▸ **What you have to do**
Print exactly the lines from the one containing "the green tea" through the last line of the listing, both included.

▸ **Entries supplied**
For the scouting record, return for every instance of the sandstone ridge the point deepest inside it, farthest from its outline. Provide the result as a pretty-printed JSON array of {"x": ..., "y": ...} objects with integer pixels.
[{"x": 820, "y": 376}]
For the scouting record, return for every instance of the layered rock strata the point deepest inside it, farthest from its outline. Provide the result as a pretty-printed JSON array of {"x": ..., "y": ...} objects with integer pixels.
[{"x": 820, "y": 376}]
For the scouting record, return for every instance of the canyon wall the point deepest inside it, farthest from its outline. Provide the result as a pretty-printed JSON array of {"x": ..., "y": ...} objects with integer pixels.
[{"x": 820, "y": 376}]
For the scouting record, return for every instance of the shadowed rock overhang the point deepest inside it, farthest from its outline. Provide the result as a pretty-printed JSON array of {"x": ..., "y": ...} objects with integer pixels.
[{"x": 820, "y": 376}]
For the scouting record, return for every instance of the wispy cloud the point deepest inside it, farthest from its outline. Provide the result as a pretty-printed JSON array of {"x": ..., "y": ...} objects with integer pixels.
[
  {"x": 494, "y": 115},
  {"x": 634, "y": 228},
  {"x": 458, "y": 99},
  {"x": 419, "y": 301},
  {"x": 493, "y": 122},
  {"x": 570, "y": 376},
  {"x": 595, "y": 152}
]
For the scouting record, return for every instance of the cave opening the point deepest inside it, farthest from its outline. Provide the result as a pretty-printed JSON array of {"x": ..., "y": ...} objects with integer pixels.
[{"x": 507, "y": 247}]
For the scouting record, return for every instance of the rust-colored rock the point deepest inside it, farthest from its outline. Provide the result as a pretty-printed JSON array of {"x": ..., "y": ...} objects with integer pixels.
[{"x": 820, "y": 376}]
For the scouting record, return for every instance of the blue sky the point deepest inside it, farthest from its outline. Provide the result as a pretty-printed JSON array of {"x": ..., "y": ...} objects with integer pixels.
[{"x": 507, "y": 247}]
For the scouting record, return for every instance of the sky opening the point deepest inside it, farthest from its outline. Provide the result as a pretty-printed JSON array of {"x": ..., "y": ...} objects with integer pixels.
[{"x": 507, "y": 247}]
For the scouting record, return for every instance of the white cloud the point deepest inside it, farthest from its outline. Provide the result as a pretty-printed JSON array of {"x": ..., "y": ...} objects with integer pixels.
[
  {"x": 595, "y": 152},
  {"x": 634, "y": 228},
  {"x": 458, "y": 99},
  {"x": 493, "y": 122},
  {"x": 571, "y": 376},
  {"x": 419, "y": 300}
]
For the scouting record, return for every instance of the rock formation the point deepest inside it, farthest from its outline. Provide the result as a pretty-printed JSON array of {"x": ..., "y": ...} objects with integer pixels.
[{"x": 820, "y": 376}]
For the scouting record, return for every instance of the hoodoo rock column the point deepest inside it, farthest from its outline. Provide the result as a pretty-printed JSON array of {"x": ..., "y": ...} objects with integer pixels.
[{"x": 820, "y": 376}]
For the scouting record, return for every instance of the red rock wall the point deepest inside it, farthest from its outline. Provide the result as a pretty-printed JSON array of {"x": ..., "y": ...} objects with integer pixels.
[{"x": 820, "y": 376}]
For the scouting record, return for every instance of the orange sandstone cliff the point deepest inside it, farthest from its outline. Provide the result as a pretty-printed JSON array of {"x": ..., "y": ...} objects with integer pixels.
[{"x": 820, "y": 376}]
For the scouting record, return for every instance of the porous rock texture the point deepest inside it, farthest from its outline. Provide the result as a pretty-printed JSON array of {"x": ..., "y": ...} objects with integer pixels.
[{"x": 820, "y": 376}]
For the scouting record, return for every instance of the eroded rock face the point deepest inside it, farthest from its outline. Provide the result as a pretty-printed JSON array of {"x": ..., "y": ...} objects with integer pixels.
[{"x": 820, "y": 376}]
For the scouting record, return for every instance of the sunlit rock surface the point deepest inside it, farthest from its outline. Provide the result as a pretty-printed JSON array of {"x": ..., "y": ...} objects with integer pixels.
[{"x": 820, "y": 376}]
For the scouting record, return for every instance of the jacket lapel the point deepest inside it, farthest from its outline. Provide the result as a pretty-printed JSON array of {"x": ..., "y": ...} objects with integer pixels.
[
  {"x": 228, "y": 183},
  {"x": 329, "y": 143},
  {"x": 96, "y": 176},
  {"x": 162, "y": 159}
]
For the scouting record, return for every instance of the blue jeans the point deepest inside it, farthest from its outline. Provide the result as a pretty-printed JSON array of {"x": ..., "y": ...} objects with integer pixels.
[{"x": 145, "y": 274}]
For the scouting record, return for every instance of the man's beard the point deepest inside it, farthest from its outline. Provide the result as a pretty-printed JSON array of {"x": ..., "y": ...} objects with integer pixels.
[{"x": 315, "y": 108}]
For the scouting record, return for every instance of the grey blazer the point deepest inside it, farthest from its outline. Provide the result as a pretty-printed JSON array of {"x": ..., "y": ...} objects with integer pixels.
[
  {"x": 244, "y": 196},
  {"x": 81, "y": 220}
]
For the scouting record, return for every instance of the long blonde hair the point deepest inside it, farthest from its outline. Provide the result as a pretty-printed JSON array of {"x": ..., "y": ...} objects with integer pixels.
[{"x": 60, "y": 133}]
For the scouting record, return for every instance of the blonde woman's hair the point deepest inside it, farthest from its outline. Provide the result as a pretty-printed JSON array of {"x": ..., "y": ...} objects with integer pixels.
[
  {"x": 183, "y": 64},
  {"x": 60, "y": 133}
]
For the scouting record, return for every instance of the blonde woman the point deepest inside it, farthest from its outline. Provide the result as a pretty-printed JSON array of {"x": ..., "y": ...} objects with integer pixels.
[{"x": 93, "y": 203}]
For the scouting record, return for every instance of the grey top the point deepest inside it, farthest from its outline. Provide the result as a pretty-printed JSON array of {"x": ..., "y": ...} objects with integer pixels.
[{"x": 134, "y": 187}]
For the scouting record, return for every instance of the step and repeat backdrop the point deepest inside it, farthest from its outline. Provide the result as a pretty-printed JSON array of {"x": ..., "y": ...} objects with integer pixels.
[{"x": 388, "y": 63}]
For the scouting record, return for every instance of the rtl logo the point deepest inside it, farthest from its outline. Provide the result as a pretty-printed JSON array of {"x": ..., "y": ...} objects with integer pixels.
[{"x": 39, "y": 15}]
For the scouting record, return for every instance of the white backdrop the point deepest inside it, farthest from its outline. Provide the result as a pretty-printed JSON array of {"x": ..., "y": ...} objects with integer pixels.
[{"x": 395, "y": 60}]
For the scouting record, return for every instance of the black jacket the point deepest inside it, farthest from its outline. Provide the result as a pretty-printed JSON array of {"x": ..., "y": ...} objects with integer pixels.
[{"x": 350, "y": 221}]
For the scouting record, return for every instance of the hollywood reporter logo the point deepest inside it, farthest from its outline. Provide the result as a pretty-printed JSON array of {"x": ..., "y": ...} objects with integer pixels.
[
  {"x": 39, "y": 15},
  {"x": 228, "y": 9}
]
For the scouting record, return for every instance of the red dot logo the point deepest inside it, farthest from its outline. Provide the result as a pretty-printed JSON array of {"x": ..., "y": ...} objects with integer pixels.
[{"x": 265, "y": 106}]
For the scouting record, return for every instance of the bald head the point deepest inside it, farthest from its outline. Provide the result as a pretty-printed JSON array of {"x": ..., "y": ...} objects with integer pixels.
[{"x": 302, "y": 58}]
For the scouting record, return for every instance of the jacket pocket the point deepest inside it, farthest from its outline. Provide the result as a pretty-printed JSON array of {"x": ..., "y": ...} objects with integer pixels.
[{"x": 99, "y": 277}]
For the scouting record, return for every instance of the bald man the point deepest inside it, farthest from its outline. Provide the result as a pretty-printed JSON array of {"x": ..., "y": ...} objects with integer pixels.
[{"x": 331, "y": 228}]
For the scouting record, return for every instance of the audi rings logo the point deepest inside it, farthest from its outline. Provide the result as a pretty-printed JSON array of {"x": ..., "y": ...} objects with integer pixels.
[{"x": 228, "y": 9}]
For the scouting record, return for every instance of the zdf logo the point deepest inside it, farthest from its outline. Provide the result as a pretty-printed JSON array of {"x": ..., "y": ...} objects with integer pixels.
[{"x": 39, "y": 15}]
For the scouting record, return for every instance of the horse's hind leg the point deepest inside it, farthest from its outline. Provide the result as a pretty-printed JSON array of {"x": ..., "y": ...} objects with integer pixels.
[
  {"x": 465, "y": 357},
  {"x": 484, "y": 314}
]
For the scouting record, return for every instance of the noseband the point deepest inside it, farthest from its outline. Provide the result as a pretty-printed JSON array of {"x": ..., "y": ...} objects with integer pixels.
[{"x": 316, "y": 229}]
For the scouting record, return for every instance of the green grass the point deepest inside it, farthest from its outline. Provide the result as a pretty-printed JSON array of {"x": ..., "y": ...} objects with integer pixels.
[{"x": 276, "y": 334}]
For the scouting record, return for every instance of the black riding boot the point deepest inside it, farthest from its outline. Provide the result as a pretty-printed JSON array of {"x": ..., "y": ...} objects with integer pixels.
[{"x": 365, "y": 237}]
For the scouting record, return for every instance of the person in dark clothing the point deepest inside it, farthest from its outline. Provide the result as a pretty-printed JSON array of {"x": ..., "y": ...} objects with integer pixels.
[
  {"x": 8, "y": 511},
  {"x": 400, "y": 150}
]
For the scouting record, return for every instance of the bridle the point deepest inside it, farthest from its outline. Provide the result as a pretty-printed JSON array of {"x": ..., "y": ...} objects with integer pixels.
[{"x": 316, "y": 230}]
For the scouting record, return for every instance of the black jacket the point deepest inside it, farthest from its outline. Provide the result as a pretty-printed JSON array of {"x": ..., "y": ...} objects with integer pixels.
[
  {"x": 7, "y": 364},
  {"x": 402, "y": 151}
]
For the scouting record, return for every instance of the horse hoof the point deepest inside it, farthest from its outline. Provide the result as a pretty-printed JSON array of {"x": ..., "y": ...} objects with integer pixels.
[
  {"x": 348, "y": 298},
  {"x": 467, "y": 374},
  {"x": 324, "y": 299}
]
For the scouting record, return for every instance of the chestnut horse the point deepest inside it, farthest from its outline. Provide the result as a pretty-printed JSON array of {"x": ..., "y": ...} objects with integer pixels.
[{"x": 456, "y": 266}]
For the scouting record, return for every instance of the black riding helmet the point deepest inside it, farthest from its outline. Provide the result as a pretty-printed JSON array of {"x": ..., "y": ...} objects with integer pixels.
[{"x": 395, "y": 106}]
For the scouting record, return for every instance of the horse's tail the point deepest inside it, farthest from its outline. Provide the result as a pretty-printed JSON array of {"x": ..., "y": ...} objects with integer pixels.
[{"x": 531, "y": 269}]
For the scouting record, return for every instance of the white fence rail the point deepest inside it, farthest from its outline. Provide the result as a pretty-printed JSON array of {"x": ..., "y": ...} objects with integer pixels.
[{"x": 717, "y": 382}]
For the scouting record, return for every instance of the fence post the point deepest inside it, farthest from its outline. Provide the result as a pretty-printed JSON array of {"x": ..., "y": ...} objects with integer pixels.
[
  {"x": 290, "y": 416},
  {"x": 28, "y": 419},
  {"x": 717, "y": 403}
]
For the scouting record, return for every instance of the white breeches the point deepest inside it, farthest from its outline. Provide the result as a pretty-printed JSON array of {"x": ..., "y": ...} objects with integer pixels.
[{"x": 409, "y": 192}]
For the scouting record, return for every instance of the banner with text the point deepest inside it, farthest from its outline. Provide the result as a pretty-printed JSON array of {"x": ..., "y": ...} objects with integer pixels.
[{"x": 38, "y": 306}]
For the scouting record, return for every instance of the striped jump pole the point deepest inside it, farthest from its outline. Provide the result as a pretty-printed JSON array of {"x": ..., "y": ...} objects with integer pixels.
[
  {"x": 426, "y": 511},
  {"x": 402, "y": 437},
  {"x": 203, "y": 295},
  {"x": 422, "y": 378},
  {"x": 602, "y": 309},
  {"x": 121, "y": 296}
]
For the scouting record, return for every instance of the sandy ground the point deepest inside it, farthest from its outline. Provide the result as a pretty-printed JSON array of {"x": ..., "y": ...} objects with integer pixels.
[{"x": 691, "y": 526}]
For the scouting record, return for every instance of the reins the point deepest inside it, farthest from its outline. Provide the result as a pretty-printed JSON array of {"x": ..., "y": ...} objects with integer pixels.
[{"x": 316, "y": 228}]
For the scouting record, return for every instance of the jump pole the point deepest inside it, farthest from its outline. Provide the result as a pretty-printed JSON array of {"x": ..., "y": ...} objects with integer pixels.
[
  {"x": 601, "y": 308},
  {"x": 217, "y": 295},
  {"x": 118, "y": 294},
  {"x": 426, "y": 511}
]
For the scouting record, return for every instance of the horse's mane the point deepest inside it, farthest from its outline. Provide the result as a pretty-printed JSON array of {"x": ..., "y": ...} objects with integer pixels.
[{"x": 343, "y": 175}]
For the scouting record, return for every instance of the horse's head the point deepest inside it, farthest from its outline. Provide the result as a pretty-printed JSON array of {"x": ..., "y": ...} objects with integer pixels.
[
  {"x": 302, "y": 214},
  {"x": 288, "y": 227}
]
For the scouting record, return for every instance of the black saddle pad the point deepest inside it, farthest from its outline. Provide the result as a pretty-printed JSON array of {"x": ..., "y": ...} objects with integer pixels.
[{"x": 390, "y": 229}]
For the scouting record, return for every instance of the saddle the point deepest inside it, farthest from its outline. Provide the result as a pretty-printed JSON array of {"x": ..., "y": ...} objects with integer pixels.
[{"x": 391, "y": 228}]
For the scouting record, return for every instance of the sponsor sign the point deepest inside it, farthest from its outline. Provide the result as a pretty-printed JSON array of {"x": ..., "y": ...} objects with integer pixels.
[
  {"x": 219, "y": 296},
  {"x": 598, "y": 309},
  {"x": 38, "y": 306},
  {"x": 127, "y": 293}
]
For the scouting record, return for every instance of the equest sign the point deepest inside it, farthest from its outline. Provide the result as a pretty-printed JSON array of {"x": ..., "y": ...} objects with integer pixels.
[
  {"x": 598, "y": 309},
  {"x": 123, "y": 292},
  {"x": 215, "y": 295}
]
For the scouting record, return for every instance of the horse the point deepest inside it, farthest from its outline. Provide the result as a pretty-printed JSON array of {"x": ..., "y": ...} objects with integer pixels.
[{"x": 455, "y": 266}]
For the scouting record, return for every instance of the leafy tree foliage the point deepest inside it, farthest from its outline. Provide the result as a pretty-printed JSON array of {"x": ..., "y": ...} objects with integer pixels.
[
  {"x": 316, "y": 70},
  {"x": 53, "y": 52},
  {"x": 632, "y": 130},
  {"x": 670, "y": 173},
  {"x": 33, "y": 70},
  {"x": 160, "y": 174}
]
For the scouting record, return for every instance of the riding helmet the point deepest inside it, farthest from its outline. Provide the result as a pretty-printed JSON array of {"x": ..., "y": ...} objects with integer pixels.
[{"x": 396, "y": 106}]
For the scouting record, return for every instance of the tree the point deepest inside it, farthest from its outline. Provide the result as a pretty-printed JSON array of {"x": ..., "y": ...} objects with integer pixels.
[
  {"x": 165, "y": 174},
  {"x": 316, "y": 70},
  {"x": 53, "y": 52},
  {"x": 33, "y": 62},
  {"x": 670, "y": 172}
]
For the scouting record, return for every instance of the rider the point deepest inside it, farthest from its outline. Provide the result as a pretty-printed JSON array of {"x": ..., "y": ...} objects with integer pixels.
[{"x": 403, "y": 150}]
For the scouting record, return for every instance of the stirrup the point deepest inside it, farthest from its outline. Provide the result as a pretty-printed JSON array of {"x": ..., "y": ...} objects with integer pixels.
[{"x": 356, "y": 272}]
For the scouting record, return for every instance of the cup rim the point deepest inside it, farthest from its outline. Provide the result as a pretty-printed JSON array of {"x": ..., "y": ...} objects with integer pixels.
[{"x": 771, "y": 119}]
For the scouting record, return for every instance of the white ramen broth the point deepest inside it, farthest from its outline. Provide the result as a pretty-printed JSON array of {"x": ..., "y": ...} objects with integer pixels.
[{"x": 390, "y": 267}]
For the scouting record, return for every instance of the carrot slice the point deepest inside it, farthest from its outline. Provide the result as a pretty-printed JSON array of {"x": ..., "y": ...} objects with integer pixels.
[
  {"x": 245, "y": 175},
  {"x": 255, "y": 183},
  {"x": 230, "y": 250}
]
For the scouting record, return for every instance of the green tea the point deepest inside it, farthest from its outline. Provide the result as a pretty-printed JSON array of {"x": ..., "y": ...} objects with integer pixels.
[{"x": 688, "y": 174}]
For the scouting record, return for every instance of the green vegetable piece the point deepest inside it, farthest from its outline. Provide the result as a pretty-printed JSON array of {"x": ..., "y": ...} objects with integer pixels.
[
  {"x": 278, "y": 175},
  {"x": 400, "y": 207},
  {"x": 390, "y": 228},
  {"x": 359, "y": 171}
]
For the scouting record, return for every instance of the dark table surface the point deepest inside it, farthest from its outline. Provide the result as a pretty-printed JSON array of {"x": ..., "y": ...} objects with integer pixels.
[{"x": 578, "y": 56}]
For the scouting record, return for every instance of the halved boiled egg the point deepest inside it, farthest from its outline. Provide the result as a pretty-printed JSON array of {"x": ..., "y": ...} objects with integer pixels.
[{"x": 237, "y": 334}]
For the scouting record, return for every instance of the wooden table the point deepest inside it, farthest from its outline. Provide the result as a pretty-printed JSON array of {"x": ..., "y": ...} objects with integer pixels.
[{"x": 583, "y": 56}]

▸ **Exercise response**
For the scouting record, return for every instance of the green tea the point deepest inside it, farthest from its outline. Provide the result as a pretty-printed JSON array of {"x": ..., "y": ...} objects with integer pixels.
[{"x": 688, "y": 174}]
For the scouting record, return for every instance of the green vegetable piece the point deepest inside it, farthest from its outline. Provide the result as a pretty-printed JSON array of {"x": ..., "y": ...} objects with integer pixels.
[
  {"x": 278, "y": 175},
  {"x": 400, "y": 207},
  {"x": 390, "y": 228},
  {"x": 359, "y": 171}
]
For the scouting record, return for every instance of the dark table surface the point deepest inside it, farthest from its outline. Provide the result as a pretty-printed JSON array of {"x": ..., "y": ...} objects with integer pixels.
[{"x": 578, "y": 56}]
For the scouting record, return for every instance of the halved boiled egg the point deepest inside it, farthest from its outline. Provide the result as a pretty-printed JSON array of {"x": ..., "y": ...} objects with integer pixels.
[{"x": 237, "y": 334}]
For the scouting record, return for every instance of the wooden table the point deepest inside it, farthest from its outline. Provide the result as a pretty-printed JSON array of {"x": ..., "y": ...} objects with integer pixels.
[{"x": 583, "y": 56}]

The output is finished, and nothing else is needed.